* DATASET EXCERPTS
__________________________________________________
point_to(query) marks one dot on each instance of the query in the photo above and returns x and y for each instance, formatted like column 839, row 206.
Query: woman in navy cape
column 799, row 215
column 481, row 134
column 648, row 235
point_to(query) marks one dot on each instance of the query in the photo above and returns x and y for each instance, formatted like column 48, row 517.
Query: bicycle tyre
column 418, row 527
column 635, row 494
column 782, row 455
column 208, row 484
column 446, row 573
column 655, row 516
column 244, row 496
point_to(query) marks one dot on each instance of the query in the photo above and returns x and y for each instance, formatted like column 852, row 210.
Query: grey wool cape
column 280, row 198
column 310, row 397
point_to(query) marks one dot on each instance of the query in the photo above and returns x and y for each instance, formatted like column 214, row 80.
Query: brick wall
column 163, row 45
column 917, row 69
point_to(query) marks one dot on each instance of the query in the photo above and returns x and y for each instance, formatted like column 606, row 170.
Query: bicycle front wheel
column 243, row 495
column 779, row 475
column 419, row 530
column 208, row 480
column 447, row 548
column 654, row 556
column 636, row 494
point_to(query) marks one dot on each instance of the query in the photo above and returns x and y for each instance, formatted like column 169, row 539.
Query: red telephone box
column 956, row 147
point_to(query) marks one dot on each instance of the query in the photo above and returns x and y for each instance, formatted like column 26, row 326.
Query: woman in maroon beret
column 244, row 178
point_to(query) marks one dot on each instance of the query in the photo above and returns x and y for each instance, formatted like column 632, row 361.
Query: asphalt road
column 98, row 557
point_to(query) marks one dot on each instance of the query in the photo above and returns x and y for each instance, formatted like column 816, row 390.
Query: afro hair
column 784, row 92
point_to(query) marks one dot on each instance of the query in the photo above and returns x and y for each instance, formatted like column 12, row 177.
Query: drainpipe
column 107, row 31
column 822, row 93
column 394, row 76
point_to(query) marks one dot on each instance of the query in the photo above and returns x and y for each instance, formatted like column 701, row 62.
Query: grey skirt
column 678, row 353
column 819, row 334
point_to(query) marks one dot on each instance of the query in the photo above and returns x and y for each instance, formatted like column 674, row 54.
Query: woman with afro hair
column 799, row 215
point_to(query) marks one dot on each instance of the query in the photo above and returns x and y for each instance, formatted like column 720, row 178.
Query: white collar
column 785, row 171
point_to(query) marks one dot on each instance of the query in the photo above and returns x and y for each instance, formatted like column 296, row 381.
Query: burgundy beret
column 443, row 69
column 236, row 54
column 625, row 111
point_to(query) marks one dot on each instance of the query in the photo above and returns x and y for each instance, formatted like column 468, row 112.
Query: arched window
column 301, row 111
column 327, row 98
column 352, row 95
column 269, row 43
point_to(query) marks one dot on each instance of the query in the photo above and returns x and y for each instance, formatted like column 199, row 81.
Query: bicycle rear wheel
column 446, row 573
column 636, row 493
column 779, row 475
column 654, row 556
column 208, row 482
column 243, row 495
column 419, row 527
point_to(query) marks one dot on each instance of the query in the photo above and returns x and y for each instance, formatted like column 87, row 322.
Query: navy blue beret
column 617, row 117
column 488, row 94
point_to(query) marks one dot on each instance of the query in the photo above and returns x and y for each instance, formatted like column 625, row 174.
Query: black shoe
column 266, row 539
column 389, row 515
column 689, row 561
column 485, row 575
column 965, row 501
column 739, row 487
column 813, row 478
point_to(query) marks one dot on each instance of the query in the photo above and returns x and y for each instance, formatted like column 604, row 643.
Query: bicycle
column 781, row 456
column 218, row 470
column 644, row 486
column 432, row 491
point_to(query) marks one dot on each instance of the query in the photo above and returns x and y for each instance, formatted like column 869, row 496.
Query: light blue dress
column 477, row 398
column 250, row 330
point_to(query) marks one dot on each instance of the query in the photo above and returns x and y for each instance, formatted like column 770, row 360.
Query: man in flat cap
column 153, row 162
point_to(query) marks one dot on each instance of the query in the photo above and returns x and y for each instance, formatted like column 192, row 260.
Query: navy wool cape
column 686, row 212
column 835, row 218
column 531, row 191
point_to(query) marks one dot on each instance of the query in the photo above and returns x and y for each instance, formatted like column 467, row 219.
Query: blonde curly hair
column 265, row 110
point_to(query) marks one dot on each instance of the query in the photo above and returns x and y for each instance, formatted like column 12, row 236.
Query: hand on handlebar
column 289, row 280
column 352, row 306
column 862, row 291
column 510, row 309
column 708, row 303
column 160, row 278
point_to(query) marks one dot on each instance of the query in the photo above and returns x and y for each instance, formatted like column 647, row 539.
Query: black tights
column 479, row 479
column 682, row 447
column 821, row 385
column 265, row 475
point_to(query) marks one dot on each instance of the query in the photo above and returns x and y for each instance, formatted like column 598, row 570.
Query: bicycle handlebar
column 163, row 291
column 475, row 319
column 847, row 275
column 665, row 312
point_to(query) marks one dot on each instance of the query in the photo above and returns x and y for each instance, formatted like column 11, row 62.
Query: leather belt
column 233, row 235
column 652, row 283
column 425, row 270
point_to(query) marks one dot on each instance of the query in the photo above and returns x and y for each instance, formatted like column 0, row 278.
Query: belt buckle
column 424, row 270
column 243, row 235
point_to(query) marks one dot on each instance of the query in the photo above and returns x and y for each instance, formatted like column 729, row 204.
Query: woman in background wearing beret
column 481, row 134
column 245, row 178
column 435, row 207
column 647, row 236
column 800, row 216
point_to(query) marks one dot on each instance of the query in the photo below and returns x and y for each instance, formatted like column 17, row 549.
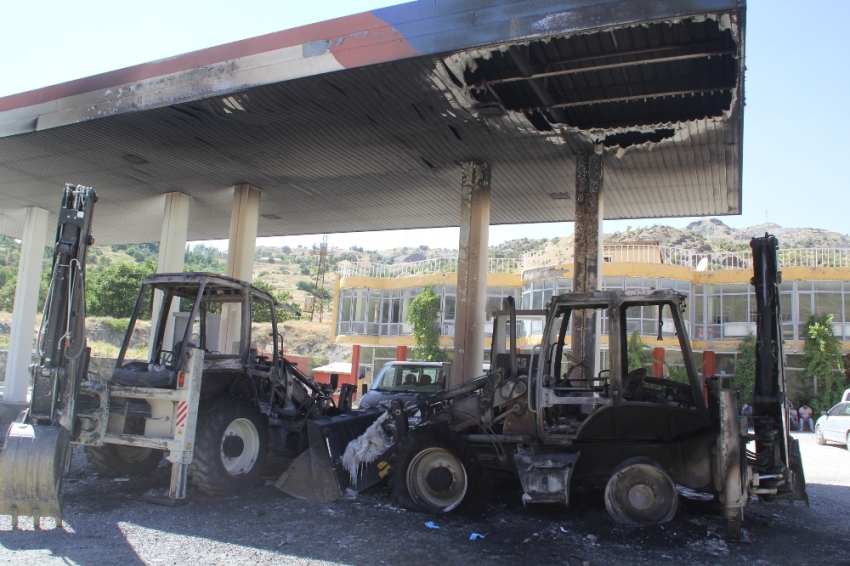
__________________________________________________
* YOUR ASSIGNMENT
Would you print exactly, and only, the lines of the data above from the line with "852, row 210." through the line with "26, row 326.", inclusive?

* ANSWER FOR THIS EXERCISE
point_to(query) marks one dot on each instance of the query in the photo above and returns x and y for each instance, formatted like column 852, row 210.
Query: grey wool cape
column 280, row 198
column 310, row 397
point_to(query) marks one dot on each instance of the query in the photo above and returns x and y for each instance, formatted like column 214, row 80.
Query: brick wall
column 163, row 45
column 917, row 69
point_to(query) marks one dot on each instance of the query in the photo above and returns x and y for each instance, formatted like column 606, row 170.
Query: bicycle front wheel
column 243, row 495
column 779, row 475
column 419, row 530
column 208, row 480
column 447, row 548
column 654, row 556
column 636, row 494
point_to(query) marks one dot on each instance of the query in the photo above and returns x and y for each instance, formatted like column 169, row 539.
Query: red telephone box
column 956, row 147
point_to(query) marks one dot on each instance of the query in the photo above and returns x and y for each instance, formatted like column 26, row 326.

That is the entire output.